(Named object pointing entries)
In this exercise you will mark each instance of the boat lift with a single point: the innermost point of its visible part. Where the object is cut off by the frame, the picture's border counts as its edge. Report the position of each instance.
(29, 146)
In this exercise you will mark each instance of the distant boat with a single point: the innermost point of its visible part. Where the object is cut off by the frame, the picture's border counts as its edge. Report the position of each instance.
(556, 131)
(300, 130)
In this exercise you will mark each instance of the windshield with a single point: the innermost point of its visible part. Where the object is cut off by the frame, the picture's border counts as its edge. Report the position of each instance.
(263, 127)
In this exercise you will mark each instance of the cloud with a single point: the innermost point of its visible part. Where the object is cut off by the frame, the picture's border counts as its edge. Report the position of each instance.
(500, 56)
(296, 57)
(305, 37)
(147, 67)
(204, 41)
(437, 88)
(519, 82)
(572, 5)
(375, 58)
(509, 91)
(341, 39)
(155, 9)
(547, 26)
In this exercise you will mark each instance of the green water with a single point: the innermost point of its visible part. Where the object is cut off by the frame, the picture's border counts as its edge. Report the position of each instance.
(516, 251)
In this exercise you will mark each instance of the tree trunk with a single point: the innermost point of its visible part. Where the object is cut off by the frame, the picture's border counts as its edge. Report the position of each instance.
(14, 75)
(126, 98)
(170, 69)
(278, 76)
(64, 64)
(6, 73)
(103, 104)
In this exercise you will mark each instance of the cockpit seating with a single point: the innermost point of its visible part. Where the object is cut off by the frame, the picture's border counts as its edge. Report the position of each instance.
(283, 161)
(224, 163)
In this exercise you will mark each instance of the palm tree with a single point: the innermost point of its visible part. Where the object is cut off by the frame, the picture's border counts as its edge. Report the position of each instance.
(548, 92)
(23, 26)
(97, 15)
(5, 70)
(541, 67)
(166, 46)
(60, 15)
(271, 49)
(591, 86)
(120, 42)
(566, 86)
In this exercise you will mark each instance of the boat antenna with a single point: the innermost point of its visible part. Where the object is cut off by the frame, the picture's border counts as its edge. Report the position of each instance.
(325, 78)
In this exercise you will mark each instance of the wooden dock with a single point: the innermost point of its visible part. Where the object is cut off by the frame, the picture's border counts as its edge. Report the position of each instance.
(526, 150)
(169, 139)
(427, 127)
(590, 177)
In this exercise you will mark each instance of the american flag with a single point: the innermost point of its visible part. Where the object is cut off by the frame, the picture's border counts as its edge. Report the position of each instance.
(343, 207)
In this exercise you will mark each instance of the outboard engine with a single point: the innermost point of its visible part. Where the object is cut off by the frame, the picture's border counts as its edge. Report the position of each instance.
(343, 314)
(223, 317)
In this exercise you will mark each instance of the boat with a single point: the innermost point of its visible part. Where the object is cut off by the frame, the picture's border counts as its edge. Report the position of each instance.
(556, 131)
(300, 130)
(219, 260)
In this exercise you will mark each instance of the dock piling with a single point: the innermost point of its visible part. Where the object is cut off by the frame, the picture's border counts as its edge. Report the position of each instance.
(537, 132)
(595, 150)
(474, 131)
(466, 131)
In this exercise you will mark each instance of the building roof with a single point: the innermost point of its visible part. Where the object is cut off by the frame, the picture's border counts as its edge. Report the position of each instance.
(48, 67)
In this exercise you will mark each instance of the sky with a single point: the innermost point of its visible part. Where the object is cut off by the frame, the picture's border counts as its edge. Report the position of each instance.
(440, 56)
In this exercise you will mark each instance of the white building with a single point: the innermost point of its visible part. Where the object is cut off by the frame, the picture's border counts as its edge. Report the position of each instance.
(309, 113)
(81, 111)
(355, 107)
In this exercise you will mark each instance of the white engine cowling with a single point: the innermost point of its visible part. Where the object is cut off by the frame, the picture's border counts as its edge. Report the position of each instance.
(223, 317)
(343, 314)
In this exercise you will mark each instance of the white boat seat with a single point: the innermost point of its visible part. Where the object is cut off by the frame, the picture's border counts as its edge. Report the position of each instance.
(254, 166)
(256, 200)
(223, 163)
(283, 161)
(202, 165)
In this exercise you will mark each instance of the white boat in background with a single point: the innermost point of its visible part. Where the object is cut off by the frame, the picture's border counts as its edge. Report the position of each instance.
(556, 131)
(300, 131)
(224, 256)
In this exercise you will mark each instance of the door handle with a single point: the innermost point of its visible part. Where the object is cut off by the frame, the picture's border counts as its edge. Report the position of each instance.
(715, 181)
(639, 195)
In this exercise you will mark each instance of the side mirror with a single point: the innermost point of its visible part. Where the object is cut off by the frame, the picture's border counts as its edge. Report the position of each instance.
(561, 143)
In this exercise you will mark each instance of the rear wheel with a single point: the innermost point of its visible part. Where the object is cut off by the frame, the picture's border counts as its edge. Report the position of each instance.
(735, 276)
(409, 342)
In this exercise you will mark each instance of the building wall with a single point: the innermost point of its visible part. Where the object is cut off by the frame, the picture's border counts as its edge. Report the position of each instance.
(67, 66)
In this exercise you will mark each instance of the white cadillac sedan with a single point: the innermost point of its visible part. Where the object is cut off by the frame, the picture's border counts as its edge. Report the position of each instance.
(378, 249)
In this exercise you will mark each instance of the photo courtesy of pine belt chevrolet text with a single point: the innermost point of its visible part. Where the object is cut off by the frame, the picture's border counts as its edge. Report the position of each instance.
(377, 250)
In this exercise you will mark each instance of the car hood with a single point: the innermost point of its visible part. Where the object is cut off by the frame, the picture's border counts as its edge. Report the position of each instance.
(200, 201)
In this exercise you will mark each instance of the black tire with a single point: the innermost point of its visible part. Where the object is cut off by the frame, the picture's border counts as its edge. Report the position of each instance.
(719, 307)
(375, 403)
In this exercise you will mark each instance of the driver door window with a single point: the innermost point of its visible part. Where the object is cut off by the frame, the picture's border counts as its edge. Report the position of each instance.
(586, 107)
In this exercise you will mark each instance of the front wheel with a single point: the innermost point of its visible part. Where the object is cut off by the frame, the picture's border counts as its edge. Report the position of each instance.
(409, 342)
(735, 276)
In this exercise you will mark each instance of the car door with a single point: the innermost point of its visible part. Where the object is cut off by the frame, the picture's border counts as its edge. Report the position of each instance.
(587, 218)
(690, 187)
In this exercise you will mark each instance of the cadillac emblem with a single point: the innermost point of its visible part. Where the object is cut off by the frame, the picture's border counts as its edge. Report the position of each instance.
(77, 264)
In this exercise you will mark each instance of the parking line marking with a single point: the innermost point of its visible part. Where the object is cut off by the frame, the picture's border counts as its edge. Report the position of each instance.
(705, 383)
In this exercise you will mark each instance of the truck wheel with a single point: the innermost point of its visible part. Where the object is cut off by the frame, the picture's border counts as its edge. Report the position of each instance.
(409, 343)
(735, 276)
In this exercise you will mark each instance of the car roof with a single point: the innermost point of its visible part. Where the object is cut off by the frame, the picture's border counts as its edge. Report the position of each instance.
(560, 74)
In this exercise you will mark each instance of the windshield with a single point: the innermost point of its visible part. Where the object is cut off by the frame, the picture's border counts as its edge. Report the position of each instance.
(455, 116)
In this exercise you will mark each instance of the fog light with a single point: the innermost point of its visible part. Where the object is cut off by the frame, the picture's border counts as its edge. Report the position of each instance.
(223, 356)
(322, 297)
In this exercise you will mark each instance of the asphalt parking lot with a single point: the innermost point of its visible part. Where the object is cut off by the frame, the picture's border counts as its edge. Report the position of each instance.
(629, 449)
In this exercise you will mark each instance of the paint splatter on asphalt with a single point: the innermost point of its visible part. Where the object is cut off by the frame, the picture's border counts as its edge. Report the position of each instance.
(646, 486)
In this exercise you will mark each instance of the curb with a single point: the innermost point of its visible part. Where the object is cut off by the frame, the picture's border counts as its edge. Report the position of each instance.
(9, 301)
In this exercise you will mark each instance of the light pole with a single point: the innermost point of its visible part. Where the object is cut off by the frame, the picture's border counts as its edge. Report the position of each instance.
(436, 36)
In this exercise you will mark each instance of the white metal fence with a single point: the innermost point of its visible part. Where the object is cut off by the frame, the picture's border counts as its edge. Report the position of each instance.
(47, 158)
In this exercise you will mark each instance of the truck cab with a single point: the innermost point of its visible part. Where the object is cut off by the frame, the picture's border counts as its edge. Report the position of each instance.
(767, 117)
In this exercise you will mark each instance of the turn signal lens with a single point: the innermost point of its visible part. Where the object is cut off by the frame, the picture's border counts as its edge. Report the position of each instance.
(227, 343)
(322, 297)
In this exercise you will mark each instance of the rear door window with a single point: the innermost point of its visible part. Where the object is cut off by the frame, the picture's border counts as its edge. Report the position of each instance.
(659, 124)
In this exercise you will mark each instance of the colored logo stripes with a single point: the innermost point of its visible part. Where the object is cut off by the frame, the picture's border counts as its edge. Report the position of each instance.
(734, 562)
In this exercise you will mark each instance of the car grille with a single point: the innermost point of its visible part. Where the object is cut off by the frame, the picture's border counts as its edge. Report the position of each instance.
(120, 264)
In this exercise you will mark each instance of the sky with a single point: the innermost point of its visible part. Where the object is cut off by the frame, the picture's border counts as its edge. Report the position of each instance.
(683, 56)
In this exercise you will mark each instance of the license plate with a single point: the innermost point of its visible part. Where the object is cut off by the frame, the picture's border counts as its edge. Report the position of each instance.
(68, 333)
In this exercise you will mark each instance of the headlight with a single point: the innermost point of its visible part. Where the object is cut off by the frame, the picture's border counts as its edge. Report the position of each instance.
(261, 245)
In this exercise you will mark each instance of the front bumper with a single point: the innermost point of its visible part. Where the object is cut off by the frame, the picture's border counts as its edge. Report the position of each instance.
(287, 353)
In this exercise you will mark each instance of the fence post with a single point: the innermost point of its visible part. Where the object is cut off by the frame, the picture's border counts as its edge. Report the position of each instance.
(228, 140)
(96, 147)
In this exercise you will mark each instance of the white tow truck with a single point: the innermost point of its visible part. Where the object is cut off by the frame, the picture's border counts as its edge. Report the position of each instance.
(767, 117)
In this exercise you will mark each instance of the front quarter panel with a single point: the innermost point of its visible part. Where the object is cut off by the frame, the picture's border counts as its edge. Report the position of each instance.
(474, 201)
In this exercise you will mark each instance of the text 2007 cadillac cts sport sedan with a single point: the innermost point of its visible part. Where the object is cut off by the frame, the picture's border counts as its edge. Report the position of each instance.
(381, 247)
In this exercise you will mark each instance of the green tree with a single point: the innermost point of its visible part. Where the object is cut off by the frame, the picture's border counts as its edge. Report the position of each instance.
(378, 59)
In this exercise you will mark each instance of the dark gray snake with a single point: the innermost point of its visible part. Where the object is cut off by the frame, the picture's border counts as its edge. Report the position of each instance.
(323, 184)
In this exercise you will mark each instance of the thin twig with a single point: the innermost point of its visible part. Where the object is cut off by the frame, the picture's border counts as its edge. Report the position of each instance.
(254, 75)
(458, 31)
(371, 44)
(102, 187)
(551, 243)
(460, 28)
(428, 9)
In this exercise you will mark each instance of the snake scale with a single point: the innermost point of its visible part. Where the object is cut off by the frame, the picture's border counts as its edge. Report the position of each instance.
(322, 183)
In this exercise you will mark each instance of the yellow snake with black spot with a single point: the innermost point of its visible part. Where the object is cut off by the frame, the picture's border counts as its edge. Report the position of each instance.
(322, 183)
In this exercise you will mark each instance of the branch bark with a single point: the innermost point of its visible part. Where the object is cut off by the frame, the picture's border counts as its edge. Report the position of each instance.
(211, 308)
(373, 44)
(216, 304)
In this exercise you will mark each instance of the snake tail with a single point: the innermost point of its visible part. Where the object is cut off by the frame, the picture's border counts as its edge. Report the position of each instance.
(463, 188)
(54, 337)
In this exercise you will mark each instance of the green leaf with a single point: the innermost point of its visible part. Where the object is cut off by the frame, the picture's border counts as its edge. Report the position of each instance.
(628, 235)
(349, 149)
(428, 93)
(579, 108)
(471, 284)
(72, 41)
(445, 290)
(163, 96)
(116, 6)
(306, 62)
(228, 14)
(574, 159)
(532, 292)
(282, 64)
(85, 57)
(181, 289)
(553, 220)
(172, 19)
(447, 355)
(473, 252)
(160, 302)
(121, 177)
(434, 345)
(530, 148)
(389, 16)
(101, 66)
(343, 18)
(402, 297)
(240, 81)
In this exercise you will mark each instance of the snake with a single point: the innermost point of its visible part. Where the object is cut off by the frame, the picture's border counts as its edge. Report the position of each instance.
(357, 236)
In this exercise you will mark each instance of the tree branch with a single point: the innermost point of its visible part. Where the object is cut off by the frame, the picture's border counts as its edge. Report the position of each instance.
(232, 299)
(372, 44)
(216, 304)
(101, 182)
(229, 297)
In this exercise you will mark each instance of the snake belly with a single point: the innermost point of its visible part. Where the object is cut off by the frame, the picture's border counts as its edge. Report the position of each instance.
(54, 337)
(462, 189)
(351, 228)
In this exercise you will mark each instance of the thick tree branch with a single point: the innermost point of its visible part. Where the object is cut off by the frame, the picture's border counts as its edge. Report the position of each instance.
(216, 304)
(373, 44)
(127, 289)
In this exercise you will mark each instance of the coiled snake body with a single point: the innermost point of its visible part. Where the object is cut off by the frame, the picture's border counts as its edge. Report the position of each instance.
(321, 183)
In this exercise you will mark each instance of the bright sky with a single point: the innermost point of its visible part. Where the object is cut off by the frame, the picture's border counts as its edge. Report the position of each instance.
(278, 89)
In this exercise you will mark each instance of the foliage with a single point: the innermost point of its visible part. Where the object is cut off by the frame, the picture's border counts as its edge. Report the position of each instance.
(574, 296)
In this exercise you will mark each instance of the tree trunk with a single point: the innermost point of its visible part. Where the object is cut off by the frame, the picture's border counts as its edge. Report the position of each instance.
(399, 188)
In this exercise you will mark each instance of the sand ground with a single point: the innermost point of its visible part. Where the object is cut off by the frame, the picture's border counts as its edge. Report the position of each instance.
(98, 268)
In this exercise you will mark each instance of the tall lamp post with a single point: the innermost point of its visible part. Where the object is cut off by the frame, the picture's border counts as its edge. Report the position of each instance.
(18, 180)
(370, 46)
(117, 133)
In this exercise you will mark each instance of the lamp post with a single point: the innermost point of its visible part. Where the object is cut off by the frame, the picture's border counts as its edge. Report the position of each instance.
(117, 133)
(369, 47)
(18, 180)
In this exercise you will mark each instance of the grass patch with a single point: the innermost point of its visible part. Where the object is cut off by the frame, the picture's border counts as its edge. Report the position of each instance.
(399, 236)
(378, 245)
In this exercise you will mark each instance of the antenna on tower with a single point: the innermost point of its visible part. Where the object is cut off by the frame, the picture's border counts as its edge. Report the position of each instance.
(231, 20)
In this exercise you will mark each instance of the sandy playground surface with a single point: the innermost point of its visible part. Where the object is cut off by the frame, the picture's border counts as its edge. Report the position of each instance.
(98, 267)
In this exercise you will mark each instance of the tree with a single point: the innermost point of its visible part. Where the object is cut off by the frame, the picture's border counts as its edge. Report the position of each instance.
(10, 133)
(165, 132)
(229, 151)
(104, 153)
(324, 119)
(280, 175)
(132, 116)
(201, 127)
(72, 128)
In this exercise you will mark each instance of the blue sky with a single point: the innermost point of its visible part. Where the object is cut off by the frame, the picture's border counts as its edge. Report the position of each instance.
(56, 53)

* **TASK DESCRIPTION**: Exactly and only the lines from the line containing "In this exercise you will mark each instance of the lamp" through the last line of the entries should be copied, both ends included.

* **SOLUTION TO THIS EXERCISE**:
In this exercise you will mark each instance of the lamp post with a single point: the innermost point of its visible part. Where the object is cut off by the frame, the picture's border counts as its edge. Report the position of each instance.
(117, 133)
(369, 47)
(18, 180)
In this exercise you will mark each instance of the grass patch with a single point: the innermost point of its visible part. Where the object is cut off by the frame, the picture's border counts as its edge. Report the position of each instance.
(399, 236)
(378, 245)
In this exercise you will mark each instance of the antenna on tower with a single point: the innermost point of its visible part. Where the object is cut off by the frame, the picture's border counts as its edge. Report the position of each instance.
(231, 20)
In this exercise you will mark each instance of the sandy playground surface with a single point: the innermost point of its visible part. Where the object is cut off by the frame, the picture's border counts as its edge. Report the position of each instance.
(98, 267)
In this exercise you will mark each instance of the tree with a single point: the innermost point of its visible part. Where the object is cut off by the frame, the picture's border counts as its edge. Report the position of each instance.
(10, 133)
(165, 132)
(229, 151)
(104, 153)
(324, 119)
(280, 175)
(132, 116)
(201, 127)
(72, 128)
In this exercise you will mark each instance of the blue sky with a single point: the innermost point of its visible part. Where the object is cut off by the frame, the picture's border counts as its edge. Report the position of each instance.
(56, 53)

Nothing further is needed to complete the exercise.